══ DATA RECORDS ══

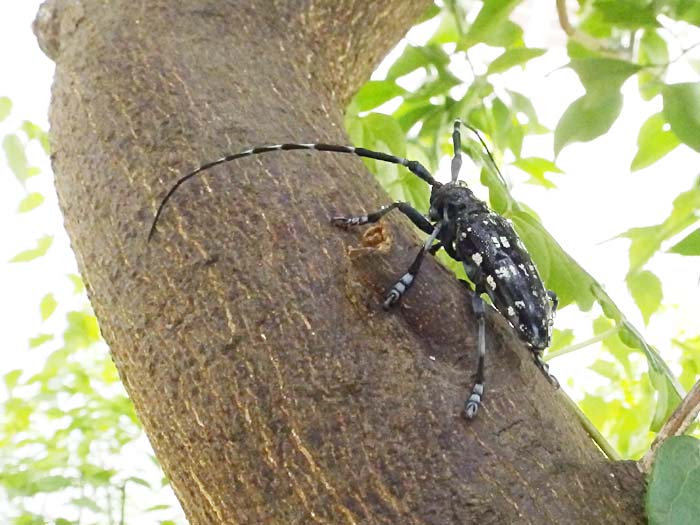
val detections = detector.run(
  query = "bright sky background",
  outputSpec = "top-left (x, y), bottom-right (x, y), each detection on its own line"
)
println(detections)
top-left (0, 2), bottom-right (699, 519)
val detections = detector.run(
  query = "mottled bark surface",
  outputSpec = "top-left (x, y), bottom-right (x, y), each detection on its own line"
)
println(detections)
top-left (36, 0), bottom-right (645, 523)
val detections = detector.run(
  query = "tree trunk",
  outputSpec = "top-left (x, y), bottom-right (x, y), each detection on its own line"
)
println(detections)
top-left (36, 0), bottom-right (645, 523)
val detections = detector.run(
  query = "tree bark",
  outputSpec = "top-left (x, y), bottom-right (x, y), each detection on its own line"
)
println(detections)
top-left (36, 0), bottom-right (645, 523)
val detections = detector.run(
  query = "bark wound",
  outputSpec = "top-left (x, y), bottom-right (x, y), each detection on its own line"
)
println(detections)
top-left (41, 0), bottom-right (646, 523)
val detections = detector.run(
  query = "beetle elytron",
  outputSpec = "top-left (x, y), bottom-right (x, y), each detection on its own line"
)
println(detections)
top-left (149, 119), bottom-right (558, 419)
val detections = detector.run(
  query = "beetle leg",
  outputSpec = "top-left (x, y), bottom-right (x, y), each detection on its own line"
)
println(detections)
top-left (465, 293), bottom-right (486, 419)
top-left (331, 202), bottom-right (432, 234)
top-left (383, 222), bottom-right (443, 309)
top-left (532, 350), bottom-right (560, 389)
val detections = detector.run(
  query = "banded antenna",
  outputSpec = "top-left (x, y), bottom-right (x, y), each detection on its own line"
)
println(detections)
top-left (148, 142), bottom-right (440, 240)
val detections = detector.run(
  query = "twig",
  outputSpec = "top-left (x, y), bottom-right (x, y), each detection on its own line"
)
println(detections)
top-left (638, 379), bottom-right (700, 473)
top-left (555, 0), bottom-right (621, 57)
top-left (545, 327), bottom-right (619, 361)
top-left (559, 389), bottom-right (622, 461)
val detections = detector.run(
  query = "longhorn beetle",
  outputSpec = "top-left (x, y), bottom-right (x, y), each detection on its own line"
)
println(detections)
top-left (148, 119), bottom-right (559, 419)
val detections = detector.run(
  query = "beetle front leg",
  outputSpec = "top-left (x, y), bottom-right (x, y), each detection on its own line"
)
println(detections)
top-left (331, 201), bottom-right (433, 234)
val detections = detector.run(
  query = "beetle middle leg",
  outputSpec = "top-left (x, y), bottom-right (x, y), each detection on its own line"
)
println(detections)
top-left (382, 222), bottom-right (444, 308)
top-left (332, 203), bottom-right (446, 307)
top-left (465, 293), bottom-right (486, 419)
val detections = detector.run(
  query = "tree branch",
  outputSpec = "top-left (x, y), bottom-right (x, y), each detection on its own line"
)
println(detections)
top-left (639, 379), bottom-right (700, 473)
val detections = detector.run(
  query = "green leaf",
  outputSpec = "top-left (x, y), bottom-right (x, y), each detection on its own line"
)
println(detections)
top-left (626, 270), bottom-right (663, 325)
top-left (481, 19), bottom-right (523, 48)
top-left (352, 81), bottom-right (405, 112)
top-left (17, 192), bottom-right (44, 213)
top-left (487, 47), bottom-right (546, 75)
top-left (0, 97), bottom-right (11, 122)
top-left (12, 513), bottom-right (44, 525)
top-left (40, 293), bottom-right (58, 321)
top-left (21, 121), bottom-right (50, 154)
top-left (405, 71), bottom-right (462, 102)
top-left (621, 186), bottom-right (700, 273)
top-left (9, 236), bottom-right (53, 263)
top-left (386, 44), bottom-right (449, 80)
top-left (429, 7), bottom-right (460, 45)
top-left (631, 113), bottom-right (680, 171)
top-left (462, 0), bottom-right (521, 49)
top-left (555, 59), bottom-right (641, 154)
top-left (4, 369), bottom-right (22, 391)
top-left (549, 328), bottom-right (575, 353)
top-left (418, 3), bottom-right (440, 22)
top-left (512, 157), bottom-right (562, 188)
top-left (663, 83), bottom-right (700, 152)
top-left (579, 7), bottom-right (613, 39)
top-left (2, 134), bottom-right (30, 183)
top-left (79, 464), bottom-right (115, 486)
top-left (646, 436), bottom-right (700, 525)
top-left (64, 311), bottom-right (101, 349)
top-left (590, 359), bottom-right (621, 381)
top-left (491, 96), bottom-right (514, 154)
top-left (71, 496), bottom-right (102, 512)
top-left (668, 227), bottom-right (700, 255)
top-left (638, 30), bottom-right (668, 101)
top-left (554, 91), bottom-right (623, 155)
top-left (569, 58), bottom-right (642, 92)
top-left (664, 0), bottom-right (700, 25)
top-left (126, 475), bottom-right (152, 488)
top-left (508, 89), bottom-right (547, 133)
top-left (146, 504), bottom-right (172, 512)
top-left (648, 366), bottom-right (678, 431)
top-left (593, 0), bottom-right (660, 28)
top-left (68, 273), bottom-right (85, 294)
top-left (29, 333), bottom-right (53, 348)
top-left (34, 474), bottom-right (74, 492)
top-left (510, 211), bottom-right (596, 310)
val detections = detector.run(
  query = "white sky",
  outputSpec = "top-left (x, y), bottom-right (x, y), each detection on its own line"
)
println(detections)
top-left (0, 0), bottom-right (699, 492)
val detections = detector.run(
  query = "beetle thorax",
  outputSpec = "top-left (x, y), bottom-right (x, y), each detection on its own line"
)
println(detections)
top-left (428, 182), bottom-right (489, 222)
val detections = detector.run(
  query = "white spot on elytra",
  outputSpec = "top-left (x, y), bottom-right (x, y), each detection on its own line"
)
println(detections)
top-left (495, 266), bottom-right (509, 278)
top-left (471, 253), bottom-right (483, 265)
top-left (507, 306), bottom-right (515, 316)
top-left (515, 300), bottom-right (526, 309)
top-left (487, 275), bottom-right (497, 290)
top-left (491, 236), bottom-right (501, 247)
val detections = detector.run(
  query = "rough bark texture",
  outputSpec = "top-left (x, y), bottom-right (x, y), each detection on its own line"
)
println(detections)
top-left (36, 0), bottom-right (646, 523)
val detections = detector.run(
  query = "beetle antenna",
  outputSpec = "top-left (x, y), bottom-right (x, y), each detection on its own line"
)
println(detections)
top-left (148, 143), bottom-right (440, 240)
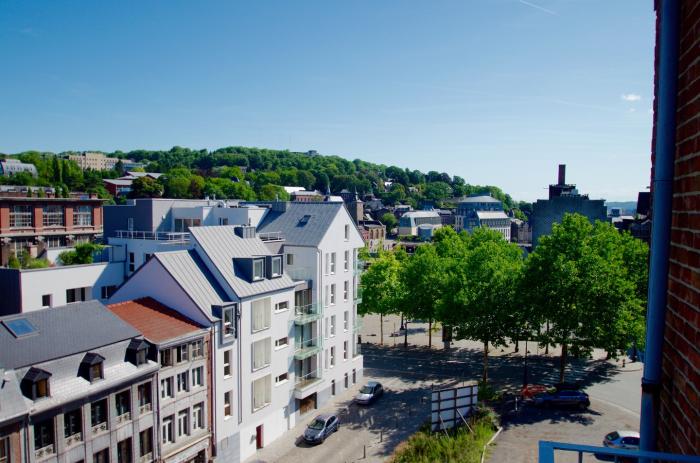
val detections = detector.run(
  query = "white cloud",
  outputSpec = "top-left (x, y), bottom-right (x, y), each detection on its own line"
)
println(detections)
top-left (621, 94), bottom-right (641, 102)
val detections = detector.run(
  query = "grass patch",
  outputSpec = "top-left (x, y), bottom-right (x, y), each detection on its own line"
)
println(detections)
top-left (389, 408), bottom-right (498, 463)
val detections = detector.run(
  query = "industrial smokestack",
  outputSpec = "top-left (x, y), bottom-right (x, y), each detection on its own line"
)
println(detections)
top-left (558, 164), bottom-right (566, 185)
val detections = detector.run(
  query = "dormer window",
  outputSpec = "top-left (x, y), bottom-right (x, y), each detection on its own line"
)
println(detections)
top-left (253, 259), bottom-right (264, 281)
top-left (20, 367), bottom-right (51, 400)
top-left (271, 257), bottom-right (282, 277)
top-left (80, 353), bottom-right (105, 383)
top-left (127, 339), bottom-right (150, 366)
top-left (222, 304), bottom-right (238, 338)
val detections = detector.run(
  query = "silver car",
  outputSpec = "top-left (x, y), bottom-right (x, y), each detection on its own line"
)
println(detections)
top-left (603, 430), bottom-right (640, 450)
top-left (303, 414), bottom-right (339, 444)
top-left (355, 381), bottom-right (384, 405)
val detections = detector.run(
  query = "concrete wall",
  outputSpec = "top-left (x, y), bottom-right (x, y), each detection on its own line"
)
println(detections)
top-left (531, 196), bottom-right (607, 246)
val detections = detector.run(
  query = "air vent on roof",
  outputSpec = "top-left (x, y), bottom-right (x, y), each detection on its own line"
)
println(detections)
top-left (298, 215), bottom-right (311, 226)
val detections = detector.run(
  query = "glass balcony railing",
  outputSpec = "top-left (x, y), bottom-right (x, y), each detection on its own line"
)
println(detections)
top-left (295, 370), bottom-right (322, 389)
top-left (353, 259), bottom-right (366, 275)
top-left (353, 317), bottom-right (363, 332)
top-left (352, 342), bottom-right (362, 357)
top-left (538, 440), bottom-right (700, 463)
top-left (294, 303), bottom-right (322, 325)
top-left (286, 266), bottom-right (313, 282)
top-left (294, 337), bottom-right (322, 360)
top-left (353, 286), bottom-right (363, 304)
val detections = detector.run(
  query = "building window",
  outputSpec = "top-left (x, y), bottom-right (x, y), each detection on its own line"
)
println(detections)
top-left (331, 379), bottom-right (336, 396)
top-left (223, 350), bottom-right (232, 377)
top-left (64, 408), bottom-right (82, 441)
top-left (344, 281), bottom-right (349, 301)
top-left (0, 437), bottom-right (9, 463)
top-left (344, 250), bottom-right (349, 271)
top-left (9, 205), bottom-right (32, 228)
top-left (330, 253), bottom-right (336, 274)
top-left (160, 349), bottom-right (172, 367)
top-left (42, 205), bottom-right (64, 227)
top-left (271, 257), bottom-right (282, 277)
top-left (223, 305), bottom-right (236, 337)
top-left (160, 377), bottom-right (173, 399)
top-left (137, 383), bottom-right (152, 412)
top-left (252, 338), bottom-right (271, 371)
top-left (324, 349), bottom-right (329, 369)
top-left (73, 206), bottom-right (93, 226)
top-left (192, 403), bottom-right (204, 430)
top-left (80, 353), bottom-right (104, 383)
top-left (177, 410), bottom-right (189, 438)
top-left (139, 428), bottom-right (153, 458)
top-left (117, 438), bottom-right (131, 463)
top-left (344, 341), bottom-right (348, 360)
top-left (176, 371), bottom-right (189, 393)
top-left (115, 390), bottom-right (131, 418)
top-left (274, 301), bottom-right (288, 312)
top-left (345, 372), bottom-right (349, 388)
top-left (21, 367), bottom-right (51, 400)
top-left (41, 294), bottom-right (52, 308)
top-left (324, 285), bottom-right (329, 307)
top-left (274, 337), bottom-right (288, 349)
top-left (192, 367), bottom-right (204, 388)
top-left (330, 284), bottom-right (336, 304)
top-left (175, 344), bottom-right (189, 363)
top-left (252, 375), bottom-right (271, 411)
top-left (224, 391), bottom-right (232, 418)
top-left (324, 318), bottom-right (329, 339)
top-left (93, 448), bottom-right (109, 463)
top-left (66, 287), bottom-right (89, 304)
top-left (45, 235), bottom-right (65, 248)
top-left (34, 417), bottom-right (55, 453)
top-left (286, 254), bottom-right (293, 265)
top-left (100, 285), bottom-right (116, 300)
top-left (330, 315), bottom-right (336, 337)
top-left (191, 340), bottom-right (203, 358)
top-left (90, 399), bottom-right (108, 429)
top-left (325, 253), bottom-right (330, 274)
top-left (252, 299), bottom-right (270, 332)
top-left (253, 259), bottom-right (264, 280)
top-left (275, 372), bottom-right (288, 385)
top-left (128, 252), bottom-right (135, 273)
top-left (162, 416), bottom-right (174, 444)
top-left (344, 311), bottom-right (349, 331)
top-left (345, 224), bottom-right (350, 240)
top-left (330, 347), bottom-right (336, 367)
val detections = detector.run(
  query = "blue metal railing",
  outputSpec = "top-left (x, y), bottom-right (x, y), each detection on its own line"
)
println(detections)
top-left (539, 441), bottom-right (700, 463)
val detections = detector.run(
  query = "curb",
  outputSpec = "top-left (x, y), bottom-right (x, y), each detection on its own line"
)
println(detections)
top-left (480, 426), bottom-right (503, 463)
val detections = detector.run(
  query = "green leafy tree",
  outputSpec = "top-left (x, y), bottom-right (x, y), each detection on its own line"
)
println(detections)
top-left (380, 212), bottom-right (397, 230)
top-left (359, 249), bottom-right (405, 345)
top-left (258, 184), bottom-right (290, 201)
top-left (521, 214), bottom-right (648, 382)
top-left (130, 176), bottom-right (163, 198)
top-left (7, 253), bottom-right (20, 269)
top-left (58, 243), bottom-right (105, 265)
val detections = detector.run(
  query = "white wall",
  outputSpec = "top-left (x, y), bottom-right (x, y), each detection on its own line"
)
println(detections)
top-left (20, 262), bottom-right (124, 311)
top-left (108, 238), bottom-right (192, 277)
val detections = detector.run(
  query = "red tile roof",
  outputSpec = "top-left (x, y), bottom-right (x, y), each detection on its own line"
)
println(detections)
top-left (108, 297), bottom-right (204, 344)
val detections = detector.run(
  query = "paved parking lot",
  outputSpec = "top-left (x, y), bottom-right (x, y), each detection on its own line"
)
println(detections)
top-left (246, 315), bottom-right (643, 463)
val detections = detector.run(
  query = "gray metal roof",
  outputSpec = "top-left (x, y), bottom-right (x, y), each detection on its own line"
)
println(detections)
top-left (257, 202), bottom-right (344, 247)
top-left (190, 226), bottom-right (297, 299)
top-left (0, 301), bottom-right (140, 369)
top-left (0, 369), bottom-right (27, 422)
top-left (459, 195), bottom-right (501, 203)
top-left (155, 250), bottom-right (228, 320)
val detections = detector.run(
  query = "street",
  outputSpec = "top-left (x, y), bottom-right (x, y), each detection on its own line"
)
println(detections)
top-left (245, 315), bottom-right (642, 463)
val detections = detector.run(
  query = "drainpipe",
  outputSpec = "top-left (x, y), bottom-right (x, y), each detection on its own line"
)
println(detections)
top-left (640, 0), bottom-right (680, 455)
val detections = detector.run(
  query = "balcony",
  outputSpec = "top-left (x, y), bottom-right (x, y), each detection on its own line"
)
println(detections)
top-left (538, 441), bottom-right (700, 463)
top-left (353, 342), bottom-right (362, 358)
top-left (258, 231), bottom-right (284, 242)
top-left (353, 317), bottom-right (363, 332)
top-left (114, 230), bottom-right (190, 242)
top-left (354, 259), bottom-right (366, 275)
top-left (64, 432), bottom-right (82, 447)
top-left (139, 453), bottom-right (153, 463)
top-left (294, 337), bottom-right (322, 360)
top-left (294, 370), bottom-right (323, 398)
top-left (139, 403), bottom-right (152, 414)
top-left (294, 303), bottom-right (322, 325)
top-left (91, 421), bottom-right (108, 435)
top-left (353, 286), bottom-right (363, 304)
top-left (34, 444), bottom-right (55, 460)
top-left (116, 412), bottom-right (131, 423)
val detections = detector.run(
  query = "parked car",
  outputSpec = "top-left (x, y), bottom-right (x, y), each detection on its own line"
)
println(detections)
top-left (603, 430), bottom-right (640, 450)
top-left (534, 389), bottom-right (590, 409)
top-left (303, 414), bottom-right (339, 444)
top-left (355, 381), bottom-right (384, 405)
top-left (521, 384), bottom-right (549, 400)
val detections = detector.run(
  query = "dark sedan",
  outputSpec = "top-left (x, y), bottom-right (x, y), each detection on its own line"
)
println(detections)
top-left (534, 389), bottom-right (590, 409)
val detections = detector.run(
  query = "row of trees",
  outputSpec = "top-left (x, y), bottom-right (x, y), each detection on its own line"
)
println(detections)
top-left (359, 214), bottom-right (648, 384)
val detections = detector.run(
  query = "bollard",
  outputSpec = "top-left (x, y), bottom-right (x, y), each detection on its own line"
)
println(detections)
top-left (363, 444), bottom-right (366, 459)
top-left (515, 396), bottom-right (518, 412)
top-left (380, 430), bottom-right (383, 442)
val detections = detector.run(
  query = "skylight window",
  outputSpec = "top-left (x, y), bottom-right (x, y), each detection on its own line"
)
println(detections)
top-left (298, 215), bottom-right (311, 226)
top-left (3, 318), bottom-right (37, 338)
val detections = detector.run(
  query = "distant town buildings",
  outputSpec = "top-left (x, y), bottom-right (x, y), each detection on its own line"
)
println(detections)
top-left (103, 172), bottom-right (163, 197)
top-left (0, 159), bottom-right (38, 178)
top-left (68, 152), bottom-right (134, 171)
top-left (398, 210), bottom-right (442, 237)
top-left (531, 165), bottom-right (607, 246)
top-left (455, 194), bottom-right (511, 240)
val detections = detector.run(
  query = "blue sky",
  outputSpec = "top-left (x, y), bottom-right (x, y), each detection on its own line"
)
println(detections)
top-left (0, 0), bottom-right (654, 202)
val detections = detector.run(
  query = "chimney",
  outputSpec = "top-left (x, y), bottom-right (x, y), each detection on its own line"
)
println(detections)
top-left (558, 164), bottom-right (566, 185)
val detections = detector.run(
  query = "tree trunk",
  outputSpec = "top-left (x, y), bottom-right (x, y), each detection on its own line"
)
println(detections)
top-left (404, 315), bottom-right (408, 349)
top-left (482, 340), bottom-right (489, 384)
top-left (428, 319), bottom-right (432, 349)
top-left (380, 313), bottom-right (383, 346)
top-left (545, 321), bottom-right (550, 355)
top-left (559, 342), bottom-right (567, 383)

═══

#### AIM OF THE TASK:
Reply with nothing but the number of lines in the data that include the word "window".

#### RESPONSE TO THIS EXERCISE:
3